Requirement
All of the data goes into your copy exactly as written. Images do not.

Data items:
********

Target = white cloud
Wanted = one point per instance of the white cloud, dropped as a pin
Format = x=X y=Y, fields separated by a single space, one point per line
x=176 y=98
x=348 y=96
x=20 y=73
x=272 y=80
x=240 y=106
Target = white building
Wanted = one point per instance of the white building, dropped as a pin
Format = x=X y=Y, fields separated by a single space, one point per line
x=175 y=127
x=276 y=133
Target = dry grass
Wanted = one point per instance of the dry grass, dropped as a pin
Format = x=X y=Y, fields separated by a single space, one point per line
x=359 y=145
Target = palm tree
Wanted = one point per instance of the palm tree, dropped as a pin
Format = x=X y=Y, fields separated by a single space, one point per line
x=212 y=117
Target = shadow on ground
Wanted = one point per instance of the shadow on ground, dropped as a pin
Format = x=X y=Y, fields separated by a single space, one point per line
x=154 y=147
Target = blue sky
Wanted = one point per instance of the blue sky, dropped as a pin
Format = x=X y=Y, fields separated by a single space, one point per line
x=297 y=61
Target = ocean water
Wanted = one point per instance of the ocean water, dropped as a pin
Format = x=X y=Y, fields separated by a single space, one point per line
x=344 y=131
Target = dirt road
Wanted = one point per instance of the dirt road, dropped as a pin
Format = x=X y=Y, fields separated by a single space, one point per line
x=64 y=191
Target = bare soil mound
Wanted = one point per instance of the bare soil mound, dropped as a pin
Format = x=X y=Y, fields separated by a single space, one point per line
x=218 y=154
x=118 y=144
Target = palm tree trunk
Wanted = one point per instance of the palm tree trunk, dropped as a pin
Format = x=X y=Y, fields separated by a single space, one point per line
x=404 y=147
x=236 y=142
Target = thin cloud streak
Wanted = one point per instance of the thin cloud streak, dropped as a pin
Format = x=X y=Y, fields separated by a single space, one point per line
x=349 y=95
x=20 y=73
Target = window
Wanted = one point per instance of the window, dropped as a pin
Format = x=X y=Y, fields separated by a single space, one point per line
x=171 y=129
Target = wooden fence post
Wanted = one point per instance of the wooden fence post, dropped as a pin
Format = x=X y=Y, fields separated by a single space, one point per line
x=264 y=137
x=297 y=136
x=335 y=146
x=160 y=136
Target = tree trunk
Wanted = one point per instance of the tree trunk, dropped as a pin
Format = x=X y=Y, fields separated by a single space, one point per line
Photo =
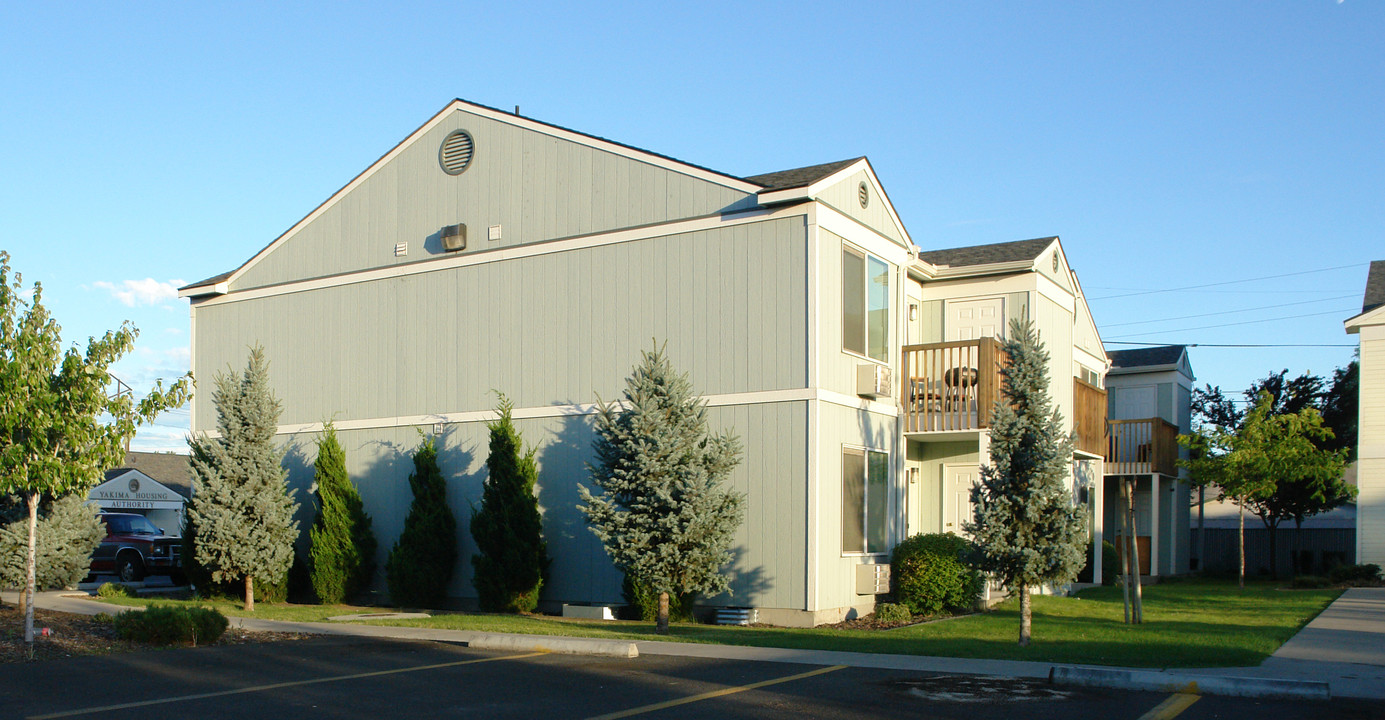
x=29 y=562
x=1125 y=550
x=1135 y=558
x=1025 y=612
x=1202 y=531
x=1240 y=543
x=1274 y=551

********

Response
Target = white cloud
Wanted = one point per instance of the white cloud, dropped as a pin
Format = x=X y=Y, fields separated by a single space, one point per line
x=176 y=98
x=348 y=96
x=20 y=73
x=272 y=80
x=240 y=106
Target = white building
Wanted = one point per instance of the white building, dropped as a pin
Format = x=X y=Y, fields separated by a single space, one point per line
x=175 y=127
x=276 y=133
Target = dry grass
Wanted = one point per instance of the dry grass, dropped as a pin
Format = x=X y=Y, fields separated by a single space, one point per line
x=359 y=145
Target = palm tree
Wanted = one point per instance of the palm tree, dropped as a pin
Format = x=X y=Y, fields separated by a single space, one point per line
x=212 y=117
Target = shadow on ground
Wanted = one point per instance of the shadow on ground, dropped as a pin
Format = x=X y=Y, fields separated by a single space, one point per line
x=154 y=147
Target = blue sky
Wanted = one point per instance of the blue sky, dropped as a pin
Format = x=X y=Y, fields separated by a single space, one point per line
x=297 y=61
Target = ocean water
Wanted = one point per instance of the ocean water, dropped as a pin
Format = x=X y=Y, fields separated by a single space, one point per line
x=344 y=131
Target = dirt road
Wanted = one point per instance of the dirt road, dropped as a pin
Format = x=X y=Y, fields separated by a single space, one point per line
x=64 y=191
Target = bare soil mound
Wanted = one point per instance of the bare soil mound, dropped as a pin
Format = x=X y=Y, fields separated by a single space, one point per line
x=218 y=154
x=118 y=144
Target = palm tree trunk
Wanted = one point per instance of the palm tree trunk, dropped as a pin
Format = x=X y=Y, fields separated by a single space, one point per line
x=404 y=147
x=236 y=142
Target = thin cloud streak
Wanted = one point per instance of the thin cloud streak, dropped as a pin
Format = x=X y=Y, fields separated by a single space, one point per line
x=349 y=95
x=20 y=73
Target = window
Wanted = one point per instance of the window, dropped as a pin
Format = x=X y=Y, fields separated by a single space, one point per line
x=171 y=129
Target = wooden fence post
Wanted = one point per instance of the wooden fence post, dropped as a pin
Format = x=X y=Y, fields separated by a single space, one point per line
x=264 y=137
x=297 y=136
x=335 y=146
x=160 y=136
Target = tree trunk
Wanted = one point per instance of the tree trunk, dropped as a pin
Format = x=X y=Y, fields separated by a single space, one point per line
Photo =
x=29 y=562
x=1125 y=550
x=1135 y=558
x=1025 y=612
x=1202 y=531
x=1240 y=543
x=1274 y=551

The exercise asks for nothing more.